▽
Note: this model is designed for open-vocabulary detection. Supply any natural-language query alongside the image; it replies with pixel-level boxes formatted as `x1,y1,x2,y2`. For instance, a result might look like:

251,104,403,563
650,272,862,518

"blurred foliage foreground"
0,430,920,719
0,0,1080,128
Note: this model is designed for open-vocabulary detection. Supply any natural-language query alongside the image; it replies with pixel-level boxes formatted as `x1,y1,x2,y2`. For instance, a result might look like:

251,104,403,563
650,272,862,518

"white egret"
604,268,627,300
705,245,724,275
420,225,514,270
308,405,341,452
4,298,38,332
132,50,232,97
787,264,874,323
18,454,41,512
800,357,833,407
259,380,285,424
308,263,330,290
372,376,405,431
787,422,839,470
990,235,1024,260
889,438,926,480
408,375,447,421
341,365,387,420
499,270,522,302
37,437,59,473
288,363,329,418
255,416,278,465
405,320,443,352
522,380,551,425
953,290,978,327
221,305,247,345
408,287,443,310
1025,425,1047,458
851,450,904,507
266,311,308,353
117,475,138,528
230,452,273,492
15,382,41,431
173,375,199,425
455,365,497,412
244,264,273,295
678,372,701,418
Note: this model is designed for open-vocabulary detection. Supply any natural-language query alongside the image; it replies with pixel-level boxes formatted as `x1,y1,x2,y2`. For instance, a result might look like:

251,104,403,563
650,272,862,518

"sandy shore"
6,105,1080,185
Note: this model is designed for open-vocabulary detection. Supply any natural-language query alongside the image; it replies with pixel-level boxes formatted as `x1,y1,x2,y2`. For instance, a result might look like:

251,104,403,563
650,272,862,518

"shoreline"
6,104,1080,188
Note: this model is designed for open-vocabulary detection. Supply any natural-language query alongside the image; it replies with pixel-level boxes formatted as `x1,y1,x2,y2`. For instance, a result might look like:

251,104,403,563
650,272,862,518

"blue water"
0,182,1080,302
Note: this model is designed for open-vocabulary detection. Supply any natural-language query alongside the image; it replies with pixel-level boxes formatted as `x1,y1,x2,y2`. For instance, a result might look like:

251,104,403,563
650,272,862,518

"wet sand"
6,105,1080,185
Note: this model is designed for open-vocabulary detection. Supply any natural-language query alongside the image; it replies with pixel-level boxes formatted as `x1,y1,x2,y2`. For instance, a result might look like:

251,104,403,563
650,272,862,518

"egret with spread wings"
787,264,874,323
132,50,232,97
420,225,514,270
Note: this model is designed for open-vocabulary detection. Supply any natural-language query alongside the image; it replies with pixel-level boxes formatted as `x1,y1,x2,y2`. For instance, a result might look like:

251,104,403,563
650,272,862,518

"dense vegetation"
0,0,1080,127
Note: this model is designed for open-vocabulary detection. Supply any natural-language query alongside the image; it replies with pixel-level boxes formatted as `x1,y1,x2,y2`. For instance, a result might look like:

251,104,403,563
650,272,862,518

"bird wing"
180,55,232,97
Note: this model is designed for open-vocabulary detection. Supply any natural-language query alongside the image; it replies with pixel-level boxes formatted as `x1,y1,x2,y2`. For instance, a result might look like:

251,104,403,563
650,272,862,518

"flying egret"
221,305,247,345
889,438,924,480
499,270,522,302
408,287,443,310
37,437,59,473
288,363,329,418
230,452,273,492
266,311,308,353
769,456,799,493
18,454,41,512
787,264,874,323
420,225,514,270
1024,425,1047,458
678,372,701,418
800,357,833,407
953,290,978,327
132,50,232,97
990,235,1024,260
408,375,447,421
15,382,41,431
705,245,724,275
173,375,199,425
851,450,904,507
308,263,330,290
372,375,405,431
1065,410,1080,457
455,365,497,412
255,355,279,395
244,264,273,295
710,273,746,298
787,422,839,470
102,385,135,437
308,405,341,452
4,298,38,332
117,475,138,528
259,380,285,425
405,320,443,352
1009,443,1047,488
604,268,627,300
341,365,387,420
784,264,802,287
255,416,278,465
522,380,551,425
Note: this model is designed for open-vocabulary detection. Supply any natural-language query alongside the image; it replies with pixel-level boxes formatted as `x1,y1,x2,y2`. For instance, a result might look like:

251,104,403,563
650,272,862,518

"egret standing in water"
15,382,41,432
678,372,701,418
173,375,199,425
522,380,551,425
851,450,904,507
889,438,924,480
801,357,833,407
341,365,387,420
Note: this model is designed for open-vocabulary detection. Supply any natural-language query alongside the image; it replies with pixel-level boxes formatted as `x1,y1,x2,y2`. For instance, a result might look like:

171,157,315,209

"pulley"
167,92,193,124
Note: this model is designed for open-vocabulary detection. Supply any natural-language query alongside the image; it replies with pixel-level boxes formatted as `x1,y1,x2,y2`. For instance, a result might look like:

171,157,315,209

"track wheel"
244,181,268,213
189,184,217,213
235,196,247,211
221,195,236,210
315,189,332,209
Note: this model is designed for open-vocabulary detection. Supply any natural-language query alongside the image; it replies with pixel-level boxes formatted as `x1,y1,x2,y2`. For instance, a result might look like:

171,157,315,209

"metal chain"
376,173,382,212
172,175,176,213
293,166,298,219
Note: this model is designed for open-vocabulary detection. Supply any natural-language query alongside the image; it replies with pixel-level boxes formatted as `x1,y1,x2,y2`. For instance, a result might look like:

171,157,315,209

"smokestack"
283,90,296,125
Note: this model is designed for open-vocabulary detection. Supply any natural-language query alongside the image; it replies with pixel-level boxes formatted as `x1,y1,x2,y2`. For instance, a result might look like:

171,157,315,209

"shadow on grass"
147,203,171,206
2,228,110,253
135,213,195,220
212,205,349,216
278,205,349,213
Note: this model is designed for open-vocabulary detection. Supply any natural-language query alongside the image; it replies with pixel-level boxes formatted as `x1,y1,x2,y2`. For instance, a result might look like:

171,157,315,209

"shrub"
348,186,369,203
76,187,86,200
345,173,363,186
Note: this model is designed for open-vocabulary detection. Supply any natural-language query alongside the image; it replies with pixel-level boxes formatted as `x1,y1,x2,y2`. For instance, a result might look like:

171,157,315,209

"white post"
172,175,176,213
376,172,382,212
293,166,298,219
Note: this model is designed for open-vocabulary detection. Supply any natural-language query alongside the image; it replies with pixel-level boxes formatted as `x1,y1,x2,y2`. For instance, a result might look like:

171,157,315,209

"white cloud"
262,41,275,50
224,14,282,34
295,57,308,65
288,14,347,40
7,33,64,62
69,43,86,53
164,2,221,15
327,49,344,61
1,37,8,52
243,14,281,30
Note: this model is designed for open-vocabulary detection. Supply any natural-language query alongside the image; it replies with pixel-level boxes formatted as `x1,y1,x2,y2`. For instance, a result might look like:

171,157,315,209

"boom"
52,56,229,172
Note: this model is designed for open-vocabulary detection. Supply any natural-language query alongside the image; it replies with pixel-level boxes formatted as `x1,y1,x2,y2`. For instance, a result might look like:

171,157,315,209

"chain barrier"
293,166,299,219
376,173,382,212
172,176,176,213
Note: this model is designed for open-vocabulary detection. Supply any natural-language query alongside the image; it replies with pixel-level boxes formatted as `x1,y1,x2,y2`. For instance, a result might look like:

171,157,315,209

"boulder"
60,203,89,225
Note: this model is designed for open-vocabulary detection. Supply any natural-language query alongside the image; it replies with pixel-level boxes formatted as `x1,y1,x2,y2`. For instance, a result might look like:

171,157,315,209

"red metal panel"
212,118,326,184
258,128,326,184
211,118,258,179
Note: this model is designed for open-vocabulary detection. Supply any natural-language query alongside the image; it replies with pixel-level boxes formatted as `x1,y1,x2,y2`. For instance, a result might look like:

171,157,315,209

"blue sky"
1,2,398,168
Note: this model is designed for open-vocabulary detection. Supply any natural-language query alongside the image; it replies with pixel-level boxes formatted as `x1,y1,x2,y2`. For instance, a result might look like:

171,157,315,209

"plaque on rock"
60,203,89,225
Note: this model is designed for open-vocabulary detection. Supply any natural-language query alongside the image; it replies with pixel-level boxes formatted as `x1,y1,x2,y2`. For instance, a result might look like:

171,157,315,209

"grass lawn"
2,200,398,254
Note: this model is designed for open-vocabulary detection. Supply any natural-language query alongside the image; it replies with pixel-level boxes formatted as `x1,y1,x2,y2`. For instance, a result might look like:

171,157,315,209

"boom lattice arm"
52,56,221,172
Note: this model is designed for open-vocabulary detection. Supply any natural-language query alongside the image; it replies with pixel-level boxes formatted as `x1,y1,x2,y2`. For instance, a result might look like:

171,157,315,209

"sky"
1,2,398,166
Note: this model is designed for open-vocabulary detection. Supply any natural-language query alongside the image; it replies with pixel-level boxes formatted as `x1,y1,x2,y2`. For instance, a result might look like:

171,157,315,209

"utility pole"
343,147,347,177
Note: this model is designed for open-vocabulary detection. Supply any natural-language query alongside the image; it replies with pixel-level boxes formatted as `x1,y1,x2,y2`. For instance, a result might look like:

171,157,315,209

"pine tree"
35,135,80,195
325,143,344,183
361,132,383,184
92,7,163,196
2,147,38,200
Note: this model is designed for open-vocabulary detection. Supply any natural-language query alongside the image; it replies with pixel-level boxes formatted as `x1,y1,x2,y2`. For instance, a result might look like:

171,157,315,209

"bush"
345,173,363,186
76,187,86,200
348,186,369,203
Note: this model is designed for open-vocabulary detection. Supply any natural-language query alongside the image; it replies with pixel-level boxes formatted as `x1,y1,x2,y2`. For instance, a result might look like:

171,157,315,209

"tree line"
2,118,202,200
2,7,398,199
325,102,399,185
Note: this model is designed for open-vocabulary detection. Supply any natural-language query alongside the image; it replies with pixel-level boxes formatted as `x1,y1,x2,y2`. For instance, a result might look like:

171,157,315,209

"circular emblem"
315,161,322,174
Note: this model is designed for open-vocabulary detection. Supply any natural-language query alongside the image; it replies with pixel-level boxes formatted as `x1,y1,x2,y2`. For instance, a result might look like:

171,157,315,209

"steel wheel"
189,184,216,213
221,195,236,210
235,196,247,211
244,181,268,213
△
» The task
How many lines in the entries above contain the word "egret"? Reply with the number only.

» Task solution
4